Give back every record exactly as it reads.

[Start of Attachment]

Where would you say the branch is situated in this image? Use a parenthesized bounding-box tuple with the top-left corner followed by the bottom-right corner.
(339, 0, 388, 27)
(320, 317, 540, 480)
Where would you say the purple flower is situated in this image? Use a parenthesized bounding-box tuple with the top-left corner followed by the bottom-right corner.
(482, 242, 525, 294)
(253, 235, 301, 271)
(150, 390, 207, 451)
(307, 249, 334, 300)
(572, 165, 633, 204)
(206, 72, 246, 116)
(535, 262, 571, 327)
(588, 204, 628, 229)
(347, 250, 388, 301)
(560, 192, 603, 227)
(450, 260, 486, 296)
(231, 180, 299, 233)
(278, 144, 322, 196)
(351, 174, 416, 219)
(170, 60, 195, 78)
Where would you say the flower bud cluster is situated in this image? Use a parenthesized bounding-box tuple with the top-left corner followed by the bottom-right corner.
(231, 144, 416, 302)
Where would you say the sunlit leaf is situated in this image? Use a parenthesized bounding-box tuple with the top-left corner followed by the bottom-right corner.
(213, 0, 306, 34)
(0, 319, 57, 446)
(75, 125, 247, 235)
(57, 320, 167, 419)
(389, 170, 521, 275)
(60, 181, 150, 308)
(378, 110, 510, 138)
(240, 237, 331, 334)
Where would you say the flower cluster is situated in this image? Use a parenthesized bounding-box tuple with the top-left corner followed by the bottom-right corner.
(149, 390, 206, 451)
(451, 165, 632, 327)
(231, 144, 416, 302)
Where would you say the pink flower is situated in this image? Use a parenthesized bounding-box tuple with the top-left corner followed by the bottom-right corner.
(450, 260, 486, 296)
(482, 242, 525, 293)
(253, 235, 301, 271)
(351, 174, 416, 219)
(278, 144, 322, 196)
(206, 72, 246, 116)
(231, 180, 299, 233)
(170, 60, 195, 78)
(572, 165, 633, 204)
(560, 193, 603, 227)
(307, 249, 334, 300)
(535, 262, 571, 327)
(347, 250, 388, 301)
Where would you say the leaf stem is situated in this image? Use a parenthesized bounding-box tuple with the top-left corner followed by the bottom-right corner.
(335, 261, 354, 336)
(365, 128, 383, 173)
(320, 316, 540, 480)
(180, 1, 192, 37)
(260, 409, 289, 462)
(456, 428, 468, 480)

[End of Attachment]

• EXPECTED ANSWER:
Where would you say the branch is situated in this image? Use a parenthesized bounding-box tuple with the top-left corner followed by the bottom-right corner.
(339, 0, 388, 27)
(320, 317, 540, 480)
Where would you say the purple flower is situated in this image? Use a parenthesized bounding-box tuple with the top-left corner followed by the bottom-right corner.
(482, 242, 525, 294)
(253, 235, 301, 271)
(150, 390, 207, 451)
(307, 249, 334, 300)
(572, 165, 633, 204)
(206, 72, 246, 116)
(535, 262, 571, 327)
(588, 204, 628, 229)
(347, 250, 388, 301)
(560, 192, 603, 227)
(450, 260, 486, 296)
(231, 180, 299, 233)
(278, 144, 322, 196)
(351, 174, 416, 219)
(170, 60, 195, 78)
Where would you say the flower bud cluster is situated in this image? Use a parenthesized bounding-box tuple with the top-left corner followed by the bottom-right corner.
(231, 144, 416, 302)
Where would you say the sunlit leaf is situated in this image? Use a parenthesized bounding-box tuple with the top-left corner followed by the bottom-right corner.
(213, 0, 306, 34)
(0, 319, 57, 446)
(75, 125, 247, 235)
(57, 320, 167, 419)
(389, 170, 521, 275)
(60, 181, 150, 308)
(378, 110, 510, 138)
(240, 237, 331, 334)
Where would you say the flower cluster is situated in this image? Use a parenthesized bounding-box tuple with the top-left corner followed by the bottom-right corner.
(149, 390, 206, 451)
(451, 165, 632, 327)
(231, 144, 416, 302)
Where would you say the pink flower is situated in this image? Use a parenthesized bounding-box tuple with the top-left corner followed by the bottom-right corner.
(450, 260, 486, 296)
(482, 242, 525, 293)
(253, 235, 301, 271)
(351, 174, 416, 219)
(278, 144, 322, 196)
(206, 72, 246, 116)
(231, 180, 299, 233)
(170, 60, 195, 78)
(572, 165, 633, 204)
(560, 193, 603, 227)
(307, 249, 334, 300)
(535, 262, 571, 327)
(347, 250, 388, 301)
Where would you say the leaf stem is situated in this image? Use a parenthesized bounding-box tuple with the top-left corner followed by the bottom-right corner.
(335, 261, 354, 336)
(365, 128, 383, 173)
(320, 316, 540, 480)
(180, 1, 192, 37)
(260, 409, 289, 462)
(456, 428, 468, 480)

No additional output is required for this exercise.